Source records
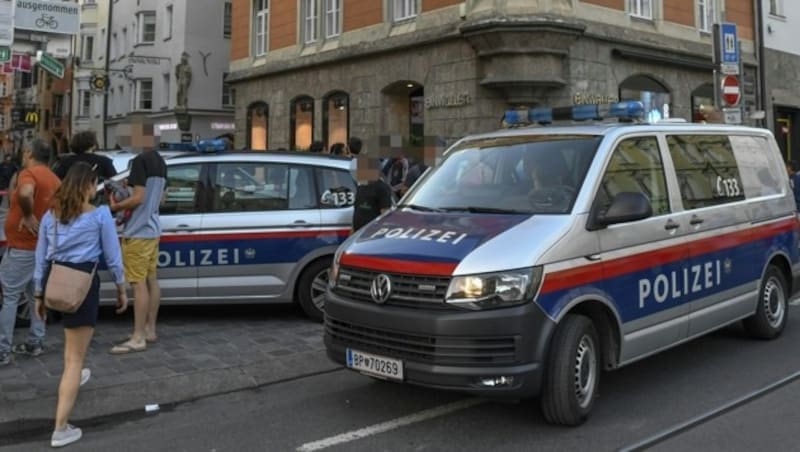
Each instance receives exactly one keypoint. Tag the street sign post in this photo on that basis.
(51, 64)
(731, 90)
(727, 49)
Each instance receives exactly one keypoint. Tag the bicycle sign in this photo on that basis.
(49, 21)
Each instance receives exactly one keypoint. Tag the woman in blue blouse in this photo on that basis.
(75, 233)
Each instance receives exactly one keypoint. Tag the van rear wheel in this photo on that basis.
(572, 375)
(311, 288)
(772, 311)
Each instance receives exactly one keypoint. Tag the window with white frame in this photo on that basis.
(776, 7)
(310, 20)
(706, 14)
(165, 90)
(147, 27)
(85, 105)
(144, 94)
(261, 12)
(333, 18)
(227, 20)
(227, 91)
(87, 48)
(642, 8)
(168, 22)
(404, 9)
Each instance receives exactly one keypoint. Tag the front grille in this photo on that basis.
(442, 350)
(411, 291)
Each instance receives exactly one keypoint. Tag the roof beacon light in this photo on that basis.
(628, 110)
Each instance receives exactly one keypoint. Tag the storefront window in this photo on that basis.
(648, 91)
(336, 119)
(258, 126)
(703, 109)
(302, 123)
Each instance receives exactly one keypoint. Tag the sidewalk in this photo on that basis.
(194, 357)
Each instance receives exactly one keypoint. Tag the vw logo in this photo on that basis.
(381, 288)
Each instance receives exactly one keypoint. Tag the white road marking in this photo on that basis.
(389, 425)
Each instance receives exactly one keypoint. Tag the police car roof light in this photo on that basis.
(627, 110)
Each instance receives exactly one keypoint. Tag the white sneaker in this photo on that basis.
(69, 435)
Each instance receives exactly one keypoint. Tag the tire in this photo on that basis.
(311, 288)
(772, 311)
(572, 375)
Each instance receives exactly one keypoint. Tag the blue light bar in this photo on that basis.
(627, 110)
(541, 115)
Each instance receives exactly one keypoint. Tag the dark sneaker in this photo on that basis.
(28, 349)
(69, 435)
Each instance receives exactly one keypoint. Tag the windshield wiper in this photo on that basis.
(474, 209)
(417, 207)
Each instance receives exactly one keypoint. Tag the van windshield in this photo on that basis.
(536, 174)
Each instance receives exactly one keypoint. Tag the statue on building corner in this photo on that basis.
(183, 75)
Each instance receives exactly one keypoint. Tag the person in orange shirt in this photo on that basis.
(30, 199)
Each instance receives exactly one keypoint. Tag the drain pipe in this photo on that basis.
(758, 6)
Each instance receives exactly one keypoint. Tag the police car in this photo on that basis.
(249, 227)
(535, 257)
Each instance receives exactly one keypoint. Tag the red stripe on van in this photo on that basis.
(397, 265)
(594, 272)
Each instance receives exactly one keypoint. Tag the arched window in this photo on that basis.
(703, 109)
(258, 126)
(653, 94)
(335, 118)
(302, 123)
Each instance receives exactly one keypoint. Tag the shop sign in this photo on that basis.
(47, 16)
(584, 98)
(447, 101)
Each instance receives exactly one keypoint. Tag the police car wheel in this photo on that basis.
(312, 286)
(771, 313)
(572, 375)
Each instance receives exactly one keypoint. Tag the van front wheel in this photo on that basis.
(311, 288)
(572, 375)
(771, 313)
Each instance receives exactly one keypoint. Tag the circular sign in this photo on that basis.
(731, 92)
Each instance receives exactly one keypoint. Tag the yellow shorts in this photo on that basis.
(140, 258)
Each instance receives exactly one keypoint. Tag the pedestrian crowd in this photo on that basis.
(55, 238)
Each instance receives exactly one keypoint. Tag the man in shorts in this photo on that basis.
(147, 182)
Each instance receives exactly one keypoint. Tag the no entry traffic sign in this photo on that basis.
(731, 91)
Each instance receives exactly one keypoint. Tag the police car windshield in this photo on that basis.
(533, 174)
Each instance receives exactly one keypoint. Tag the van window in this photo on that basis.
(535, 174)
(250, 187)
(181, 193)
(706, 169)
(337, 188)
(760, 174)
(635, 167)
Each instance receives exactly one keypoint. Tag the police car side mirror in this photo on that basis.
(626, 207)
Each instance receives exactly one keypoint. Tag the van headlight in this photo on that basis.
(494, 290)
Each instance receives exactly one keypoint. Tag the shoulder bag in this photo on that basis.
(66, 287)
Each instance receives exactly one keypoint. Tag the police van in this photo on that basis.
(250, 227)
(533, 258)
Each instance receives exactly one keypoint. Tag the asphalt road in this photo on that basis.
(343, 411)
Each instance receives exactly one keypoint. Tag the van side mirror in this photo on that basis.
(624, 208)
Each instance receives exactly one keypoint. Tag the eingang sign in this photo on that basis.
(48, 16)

Required task:
Arrange the lines above as a two-column CSV with the headers instruction and coordinates, one row per tagging instruction. Put each instruction and all of its coordinates into a single quoted field apiece, with line breaks turned into spaces, and leave the pictures out.

Written solution:
instruction,coordinates
"Each instance receives exactly one keypoint. Tag the street sign post in this photo on that basis.","(51, 64) (731, 90) (727, 49)"
"Each instance receives exactly one keypoint. Tag the bicycle sign in this photo on that basis.","(49, 21)"
"Each instance receives exactly one keypoint. Tag the woman in blue blouse in this photo on that basis.","(75, 233)"
"Each instance receives exactly one keypoint. Tag the van rear wheel in this photo on that basis.","(572, 375) (311, 288) (772, 311)"
"Each instance receives exactly one keypoint. Tag the window with white frame in this photo on that basis.","(776, 7) (310, 20) (706, 14) (165, 90) (147, 27) (85, 105) (144, 94) (261, 12) (333, 18) (227, 20) (227, 91) (87, 48) (642, 8) (168, 22) (404, 9)"
"Each instance receives exactly one keypoint. Tag the front grille in this photo on that basis.","(442, 350) (411, 291)"
"Each instance receives exactly one keypoint. Tag the roof beacon light in this photo on that basis.","(628, 110)"
"Each instance receives exactly one keypoint. Tag the storefront window in this photo on that basis.","(648, 91) (336, 119) (258, 126) (703, 109) (302, 123)"
"Each instance receives exactly one keypoint. Tag the sidewalk in this photo on that basis.","(194, 357)"
"Each instance receives exactly one keypoint. Tag the vw logo in this photo on that basis.","(381, 288)"
"Each instance receives exactly one keypoint. Tag the white road marking in this photo on that basis.","(389, 425)"
"Each instance receives exactly one keypoint. Tag the police car roof light in this photo on that basis.","(627, 110)"
"Each instance receives exactly one keypoint. Tag the white sneaker in this photo on that basis.","(69, 435)"
"Each instance receives exactly one keypoint. Tag the tire in this photo on that basis.","(311, 288) (772, 311) (572, 375)"
"Each instance receives exactly one keypoint. Tag the blue light bar in this photo on that basis.","(627, 110) (541, 115)"
"Each instance receives exactly one keypoint. Tag the dark sneaker in this photo on that basis.","(28, 349) (69, 435)"
"Each instance receives exactly one keypoint. Tag the windshield wiper in this photo on that basis.","(474, 209) (417, 207)"
"Each instance receives exactly one keypoint. Tag the van windshield in this photo on that basis.","(536, 174)"
"Each instance receives exactly one keypoint. Tag the statue on building corner in this photo on that basis.","(183, 75)"
"Each instance receives exactly one keypoint. Tag the person in orange shirt in this photo on that basis.","(30, 199)"
"Each instance receives exactly one keypoint. Tag the drain pipe in this photo on that basis.","(758, 6)"
"Each instance receives exactly one keypoint. Tag the police car in this photo on that basis.","(249, 227) (535, 257)"
"Each instance receives exactly one keypoint. Tag the red stripe on van in this photo on that basis.","(397, 265) (594, 272)"
"Each instance receives exactly one keypoint. Tag the arched window in this photo on that basis.","(703, 109) (258, 126) (653, 94) (335, 118) (302, 123)"
"Each instance receives exactly one keypoint. Tag the shop sign in this photo on that basis.","(47, 16) (584, 98) (447, 101)"
"Each instance receives exactly one keypoint. Tag the police car wheel in this photo on that basis.","(312, 286) (771, 313) (572, 375)"
"Each instance receives exactly one keypoint. Tag the van front wheel in this photo on that basis.","(311, 288) (572, 375) (771, 313)"
"Each instance receives exactly one keypoint. Tag the circular sign in this photo on that basis.","(731, 92)"
"Each instance receives exactly one keypoint. Tag the yellow shorts in this photo on that basis.","(140, 258)"
"Each instance receives exactly one keypoint. Tag the pedestrian crowd in this photo on that basis.","(55, 238)"
"Each instance receives exactly one keypoint. Tag the man in shorts in this photo on that basis.","(147, 182)"
"Each instance receives exactly one keypoint. Tag the no entry traffic sign in this photo on that basis.","(731, 91)"
"Each instance receives exactly one keypoint. Tag the police car windshield in this photo on that basis.","(533, 174)"
"Each instance receives exactly one keypoint. Tag the van window in this photo on that basis.","(535, 174) (250, 187) (181, 193) (706, 169) (337, 188) (760, 174) (635, 167)"
"Each instance receives exactly one keypoint. Tag the police car side mirror in this photo on that basis.","(626, 207)"
"Each instance receives exactly one keypoint. Tag the van headlight in this photo on that basis.","(494, 290)"
"Each instance receives exactly one keypoint. Tag the shoulder bag in this photo on that basis.","(66, 287)"
"Each instance receives exactly one keypoint. Tag the police van in this photo on that basis.","(250, 227) (533, 258)"
"Each instance receives exactly one keypoint. Tag the asphalt road in this photo on that basis.","(343, 411)"
"Each instance receives exactly one keypoint. Tag the van side mirror in this photo on that basis.","(624, 208)"
"Each instance receives exactly one keypoint. Tag the eingang sign in this photo on that basis.","(48, 16)"